_Exercise description_
In the travel account, how long has the man in the Kentucky conversation been living in the city?

_Extract_
I continued with my travel-tourism. I went for a gentle stroll to explore the old town and came across a café.  I did not bother to check the name; but it served me one of the best cups of coffee I have ever had.  I wondered what Tripadvisor would call it, but since the caffeine in the cup hit me in the right spot at the right moment it got five stars in my assessment sheet.

 

“Are you from Kentucky?”  I looked up. A tall, white man was pointing at the T-shirt I was wearing.  “Kind of” I responded, “and you?”  “Well, I have been living here for the past 8 years since I moved from Kentucky.”  He was clearly yearning to talk to someone from the homeland and even an obvious immigrant living in Kentucky was fine by him.  We chatted for a while and he told me about the city and why he likes it.  I was curious to know if the immigrants to this country feel the same as immigrants felt in America.  “I can’t compare since this is the only foreign place I have been to.  But if you wish, come along with me to this potluck at my bingo club this evening.  You will meet the natives and the expats who come there, see for yourself”.  He offered.

Dataset records about object locations:
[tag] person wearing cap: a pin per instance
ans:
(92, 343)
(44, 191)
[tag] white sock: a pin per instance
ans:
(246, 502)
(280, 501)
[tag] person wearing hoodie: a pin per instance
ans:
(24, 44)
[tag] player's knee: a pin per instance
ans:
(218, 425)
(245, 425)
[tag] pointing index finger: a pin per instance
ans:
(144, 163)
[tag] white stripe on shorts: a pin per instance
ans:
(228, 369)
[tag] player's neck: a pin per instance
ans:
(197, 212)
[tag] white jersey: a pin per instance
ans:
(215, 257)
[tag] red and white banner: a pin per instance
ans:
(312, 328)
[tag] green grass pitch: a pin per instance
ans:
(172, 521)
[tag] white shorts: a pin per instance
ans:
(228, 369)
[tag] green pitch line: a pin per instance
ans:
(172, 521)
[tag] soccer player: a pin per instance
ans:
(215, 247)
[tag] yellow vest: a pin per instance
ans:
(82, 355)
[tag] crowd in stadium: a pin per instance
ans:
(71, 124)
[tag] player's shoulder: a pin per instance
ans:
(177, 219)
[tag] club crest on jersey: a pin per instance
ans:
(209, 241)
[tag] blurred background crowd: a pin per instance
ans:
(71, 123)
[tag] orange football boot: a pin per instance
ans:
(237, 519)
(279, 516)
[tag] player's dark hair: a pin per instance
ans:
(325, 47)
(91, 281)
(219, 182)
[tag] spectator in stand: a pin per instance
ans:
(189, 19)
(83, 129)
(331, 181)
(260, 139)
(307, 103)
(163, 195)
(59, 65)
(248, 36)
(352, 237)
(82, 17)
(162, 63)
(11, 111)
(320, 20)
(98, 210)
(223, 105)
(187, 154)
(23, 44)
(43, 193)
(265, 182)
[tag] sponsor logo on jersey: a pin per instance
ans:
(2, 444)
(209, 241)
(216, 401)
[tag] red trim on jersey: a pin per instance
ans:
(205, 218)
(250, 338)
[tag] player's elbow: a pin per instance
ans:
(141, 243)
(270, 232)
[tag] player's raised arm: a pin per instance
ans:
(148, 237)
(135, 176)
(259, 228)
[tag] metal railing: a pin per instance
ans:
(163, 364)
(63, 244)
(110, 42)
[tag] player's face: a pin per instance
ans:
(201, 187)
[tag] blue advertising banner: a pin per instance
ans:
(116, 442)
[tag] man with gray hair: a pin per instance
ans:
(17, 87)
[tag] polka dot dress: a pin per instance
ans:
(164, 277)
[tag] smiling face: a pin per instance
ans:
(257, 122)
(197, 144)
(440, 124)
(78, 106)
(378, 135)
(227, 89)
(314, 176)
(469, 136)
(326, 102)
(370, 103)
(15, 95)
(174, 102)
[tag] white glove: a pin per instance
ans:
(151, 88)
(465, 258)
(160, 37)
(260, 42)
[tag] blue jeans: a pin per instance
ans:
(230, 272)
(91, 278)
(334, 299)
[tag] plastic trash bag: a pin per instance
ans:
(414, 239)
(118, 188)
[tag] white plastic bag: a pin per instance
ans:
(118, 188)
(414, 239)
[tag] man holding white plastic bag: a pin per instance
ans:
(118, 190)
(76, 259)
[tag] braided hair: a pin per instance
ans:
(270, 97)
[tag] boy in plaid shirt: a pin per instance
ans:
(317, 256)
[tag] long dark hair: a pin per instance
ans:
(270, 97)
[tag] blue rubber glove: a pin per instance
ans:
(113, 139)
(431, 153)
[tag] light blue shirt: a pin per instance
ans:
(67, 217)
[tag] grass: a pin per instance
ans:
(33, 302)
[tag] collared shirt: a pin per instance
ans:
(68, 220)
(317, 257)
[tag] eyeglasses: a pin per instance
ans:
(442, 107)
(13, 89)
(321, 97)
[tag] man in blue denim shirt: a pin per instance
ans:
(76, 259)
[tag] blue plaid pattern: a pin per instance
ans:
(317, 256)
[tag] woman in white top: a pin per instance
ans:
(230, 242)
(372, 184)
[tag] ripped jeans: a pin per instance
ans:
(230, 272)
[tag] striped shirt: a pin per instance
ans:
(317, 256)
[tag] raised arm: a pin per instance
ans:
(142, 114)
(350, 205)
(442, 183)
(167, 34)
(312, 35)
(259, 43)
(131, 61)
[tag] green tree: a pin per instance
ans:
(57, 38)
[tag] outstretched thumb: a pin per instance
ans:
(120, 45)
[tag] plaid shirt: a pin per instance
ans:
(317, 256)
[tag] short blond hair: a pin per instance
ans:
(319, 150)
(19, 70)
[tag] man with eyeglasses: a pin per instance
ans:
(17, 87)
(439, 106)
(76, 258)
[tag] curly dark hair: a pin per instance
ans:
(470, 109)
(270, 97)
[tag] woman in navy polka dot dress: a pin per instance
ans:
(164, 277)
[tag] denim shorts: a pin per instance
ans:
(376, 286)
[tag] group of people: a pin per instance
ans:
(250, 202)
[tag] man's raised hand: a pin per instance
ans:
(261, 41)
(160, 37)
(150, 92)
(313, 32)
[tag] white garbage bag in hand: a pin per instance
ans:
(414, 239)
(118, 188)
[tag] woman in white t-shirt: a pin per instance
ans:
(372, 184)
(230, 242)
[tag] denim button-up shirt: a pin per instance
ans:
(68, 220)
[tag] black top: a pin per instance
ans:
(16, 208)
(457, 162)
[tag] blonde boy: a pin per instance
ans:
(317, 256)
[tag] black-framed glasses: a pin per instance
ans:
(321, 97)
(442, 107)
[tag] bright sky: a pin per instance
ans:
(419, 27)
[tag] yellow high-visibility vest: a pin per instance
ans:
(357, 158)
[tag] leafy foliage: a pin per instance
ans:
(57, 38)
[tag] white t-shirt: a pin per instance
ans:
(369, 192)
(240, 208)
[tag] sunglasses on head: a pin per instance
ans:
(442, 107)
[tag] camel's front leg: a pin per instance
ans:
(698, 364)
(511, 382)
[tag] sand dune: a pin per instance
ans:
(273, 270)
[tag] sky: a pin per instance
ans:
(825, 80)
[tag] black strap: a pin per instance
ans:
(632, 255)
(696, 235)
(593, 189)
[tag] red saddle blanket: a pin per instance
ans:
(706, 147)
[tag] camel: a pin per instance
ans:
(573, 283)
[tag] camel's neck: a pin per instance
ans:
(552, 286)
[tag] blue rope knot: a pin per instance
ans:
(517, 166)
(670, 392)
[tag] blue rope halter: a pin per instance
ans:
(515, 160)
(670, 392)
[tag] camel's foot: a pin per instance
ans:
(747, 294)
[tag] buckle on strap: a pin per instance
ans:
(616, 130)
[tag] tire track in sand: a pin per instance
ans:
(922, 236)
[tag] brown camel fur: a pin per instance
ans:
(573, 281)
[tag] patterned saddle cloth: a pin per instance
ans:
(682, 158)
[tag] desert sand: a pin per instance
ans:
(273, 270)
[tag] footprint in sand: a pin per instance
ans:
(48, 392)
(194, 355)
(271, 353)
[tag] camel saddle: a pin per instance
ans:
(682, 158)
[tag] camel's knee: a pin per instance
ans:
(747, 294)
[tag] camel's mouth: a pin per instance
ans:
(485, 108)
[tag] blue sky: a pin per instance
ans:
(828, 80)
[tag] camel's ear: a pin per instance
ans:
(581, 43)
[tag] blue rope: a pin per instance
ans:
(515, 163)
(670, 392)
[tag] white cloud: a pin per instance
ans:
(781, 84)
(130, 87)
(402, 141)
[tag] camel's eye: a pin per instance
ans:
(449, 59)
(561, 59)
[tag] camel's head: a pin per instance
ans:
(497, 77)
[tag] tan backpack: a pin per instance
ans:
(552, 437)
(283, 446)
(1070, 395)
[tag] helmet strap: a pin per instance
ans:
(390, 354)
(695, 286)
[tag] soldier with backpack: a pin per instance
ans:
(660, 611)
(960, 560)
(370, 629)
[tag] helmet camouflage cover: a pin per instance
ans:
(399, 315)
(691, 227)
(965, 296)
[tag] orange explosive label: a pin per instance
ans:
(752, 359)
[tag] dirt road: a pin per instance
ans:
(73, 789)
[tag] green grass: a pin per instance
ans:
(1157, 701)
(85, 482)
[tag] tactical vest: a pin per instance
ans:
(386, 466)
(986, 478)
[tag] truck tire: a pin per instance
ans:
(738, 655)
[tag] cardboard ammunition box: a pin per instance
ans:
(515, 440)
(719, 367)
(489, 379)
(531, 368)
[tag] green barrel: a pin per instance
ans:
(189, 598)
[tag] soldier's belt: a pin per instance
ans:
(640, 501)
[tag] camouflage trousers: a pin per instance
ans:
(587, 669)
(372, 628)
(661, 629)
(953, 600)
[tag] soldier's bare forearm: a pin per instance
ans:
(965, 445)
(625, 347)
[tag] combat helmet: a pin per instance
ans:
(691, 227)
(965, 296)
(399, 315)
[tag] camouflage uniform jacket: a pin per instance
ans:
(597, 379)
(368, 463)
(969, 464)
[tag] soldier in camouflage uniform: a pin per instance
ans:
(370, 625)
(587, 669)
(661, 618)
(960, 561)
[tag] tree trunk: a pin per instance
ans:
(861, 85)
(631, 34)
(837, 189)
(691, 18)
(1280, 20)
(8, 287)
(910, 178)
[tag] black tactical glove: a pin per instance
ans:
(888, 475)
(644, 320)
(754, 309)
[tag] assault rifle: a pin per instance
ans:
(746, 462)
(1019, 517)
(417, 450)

_Correct result_
For the past 8 years.